### Work item
Reproduce each line below with no alterations.

----- Provided records

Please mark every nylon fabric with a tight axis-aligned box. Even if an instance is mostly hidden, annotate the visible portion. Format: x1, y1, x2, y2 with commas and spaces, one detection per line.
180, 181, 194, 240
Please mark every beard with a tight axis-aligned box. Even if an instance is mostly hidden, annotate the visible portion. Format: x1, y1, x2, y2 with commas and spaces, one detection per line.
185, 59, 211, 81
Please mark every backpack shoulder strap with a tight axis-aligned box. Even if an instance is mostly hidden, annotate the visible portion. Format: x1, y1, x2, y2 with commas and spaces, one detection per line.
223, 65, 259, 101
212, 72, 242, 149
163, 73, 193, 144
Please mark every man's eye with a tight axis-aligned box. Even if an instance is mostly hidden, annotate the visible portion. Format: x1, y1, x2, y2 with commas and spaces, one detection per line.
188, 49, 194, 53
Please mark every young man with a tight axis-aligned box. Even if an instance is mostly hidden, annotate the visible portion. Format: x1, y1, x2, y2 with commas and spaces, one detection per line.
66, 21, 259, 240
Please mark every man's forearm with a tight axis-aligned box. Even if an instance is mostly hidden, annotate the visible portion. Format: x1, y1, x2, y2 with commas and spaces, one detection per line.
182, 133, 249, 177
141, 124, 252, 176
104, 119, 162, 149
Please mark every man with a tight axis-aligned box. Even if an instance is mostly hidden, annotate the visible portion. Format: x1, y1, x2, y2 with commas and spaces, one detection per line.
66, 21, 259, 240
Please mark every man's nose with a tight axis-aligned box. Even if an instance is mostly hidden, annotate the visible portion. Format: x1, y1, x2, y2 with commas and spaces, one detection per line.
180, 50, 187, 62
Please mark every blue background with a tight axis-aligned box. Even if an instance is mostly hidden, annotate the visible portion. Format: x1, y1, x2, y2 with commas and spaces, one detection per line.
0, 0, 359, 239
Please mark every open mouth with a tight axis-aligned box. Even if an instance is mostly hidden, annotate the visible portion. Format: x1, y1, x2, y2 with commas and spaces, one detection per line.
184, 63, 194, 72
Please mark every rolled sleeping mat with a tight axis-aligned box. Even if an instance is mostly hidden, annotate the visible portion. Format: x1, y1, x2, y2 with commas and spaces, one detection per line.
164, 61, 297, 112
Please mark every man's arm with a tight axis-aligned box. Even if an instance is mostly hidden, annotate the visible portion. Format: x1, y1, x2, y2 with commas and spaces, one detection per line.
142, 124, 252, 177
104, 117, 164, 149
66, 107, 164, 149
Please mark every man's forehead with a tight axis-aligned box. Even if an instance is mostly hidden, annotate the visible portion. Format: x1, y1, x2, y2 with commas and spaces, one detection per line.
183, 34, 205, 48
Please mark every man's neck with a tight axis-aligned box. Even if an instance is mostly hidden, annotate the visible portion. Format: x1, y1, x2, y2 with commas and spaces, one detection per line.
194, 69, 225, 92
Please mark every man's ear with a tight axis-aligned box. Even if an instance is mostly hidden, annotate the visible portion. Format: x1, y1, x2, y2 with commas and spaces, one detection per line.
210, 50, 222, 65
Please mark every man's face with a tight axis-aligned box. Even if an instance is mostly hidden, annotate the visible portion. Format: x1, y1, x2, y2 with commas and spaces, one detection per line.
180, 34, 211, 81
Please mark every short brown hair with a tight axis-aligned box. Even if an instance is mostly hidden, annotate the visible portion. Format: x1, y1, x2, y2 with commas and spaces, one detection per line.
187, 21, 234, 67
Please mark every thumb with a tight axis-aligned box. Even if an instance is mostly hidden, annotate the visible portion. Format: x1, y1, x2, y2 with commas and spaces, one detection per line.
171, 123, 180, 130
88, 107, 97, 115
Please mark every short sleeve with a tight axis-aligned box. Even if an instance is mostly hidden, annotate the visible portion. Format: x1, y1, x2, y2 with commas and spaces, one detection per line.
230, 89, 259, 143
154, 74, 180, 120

----------

### Task result
Please mark every nylon fabric with a tight axis-aligned box. Even if an instance is mostly hidden, annotate the visible portion. Format: x1, y1, x2, y2 with commas and spaces, one detection per line.
180, 181, 194, 240
Please mark every beard with a tight axis-aligned box. Even if an instance is mostly hidden, annotate the visible portion. Format: x1, y1, x2, y2 with commas and spaces, one detection per line.
185, 59, 211, 81
Please mark every backpack shoulder strap with a tight axis-aligned box. Even if an instance is mostly hidden, annotate the visible portion. Format: x1, y1, x2, y2 with commas and spaces, one detection per line.
223, 65, 259, 101
212, 72, 242, 149
163, 73, 193, 144
Please mark every man's eye with a tight axis-aligned box. Even if an instance is mostly hidden, annotate the visible portion. Format: x1, y1, x2, y2 with commas and spaces, one detection per line.
188, 49, 194, 53
Please mark every young man with a tight axis-aligned box. Even if an instance is mostly hidden, annotate the visible portion. Format: x1, y1, x2, y2 with commas and spaces, one detection per line.
66, 21, 259, 240
Please mark every man's forearm with a tight axis-aligned box. Even if an instance is mostly hidden, annotate the visible portion. Format: x1, y1, x2, y2 with commas and spaces, one detection per line.
182, 133, 249, 177
141, 124, 252, 176
104, 119, 162, 149
Please mark every man with a tight axis-aligned box. Even if an instance is mostly hidden, annotate the visible portion. Format: x1, y1, x2, y2 with commas and spaces, one detection per line.
66, 21, 259, 240
Please mark every man's nose with a tight axis-aligned box. Even if an instance is mostly hidden, annotate the visible portion. Format: x1, y1, x2, y2 with commas and spaces, one detection per line.
180, 50, 187, 62
Please mark every blue background with a tight axis-aligned box. Even if an instance is mostly hidden, annotate the visible portion. Format: x1, y1, x2, y2 with commas and spaces, one detection per line.
0, 0, 359, 239
Please mark every open mouth with a tight axis-aligned box. Even if an instance is mostly hidden, annotate the visible portion. Format: x1, y1, x2, y2 with commas and spaces, one detection per line.
184, 63, 194, 72
Please mark every rolled sleeping mat with a tight axis-aligned box. Even if an instance is mostly hidden, annotate the visible portion. Format: x1, y1, x2, y2 with commas and spaces, one detection per line.
164, 61, 297, 112
Please mark every man's arm with a tight axis-aligned box. Even if an instance is mostly hidden, annotate the visible portion. Format: x1, y1, x2, y2 with commas and spaces, one detection per line.
142, 124, 252, 177
104, 117, 164, 149
66, 107, 164, 149
Please mark every man's forehead with a tight axis-aligned box. Even if an instance is mostly hidden, annotate the visible portion. Format: x1, y1, x2, y2 with commas and spaces, one detection per line.
183, 34, 205, 48
Please mark every man's neck with a tight axis-aligned box. Even if an instance is mostly hidden, annotate the visible portion. Format: x1, y1, x2, y2 with commas and spaces, one detection per line.
194, 69, 225, 92
Please mark every man's ear with a tight axis-aligned box. Even if an instance is mostly hidden, annotate the visible portion. Format: x1, y1, x2, y2 with commas and spaces, one detection per line.
210, 50, 222, 65
Please mark every man's face with a tight axis-aligned box. Even if an instance is mostly hidden, annotate the visible portion. Format: x1, y1, x2, y2 with commas and spaces, one detection per line.
180, 34, 211, 81
Please mark every short brown hair with a tight axis-aligned box. Even if an instance is mostly hidden, annotate the visible portion. Format: x1, y1, x2, y2 with commas and spaces, one detection per line.
187, 21, 234, 67
Please mark every thumb with a tight axis-aligned box. Even if an instance is mostly hidden, annotate the visible portion. Format: x1, y1, x2, y2 with commas and spaces, one detection per line.
171, 123, 180, 130
88, 107, 97, 115
Please mark every short sleeve with a tight axis-aligned box. Even if an instance is mostly hidden, annotate the visible portion. Format: x1, y1, x2, y2 with commas and spaces, one detection per line.
230, 89, 259, 143
154, 74, 180, 120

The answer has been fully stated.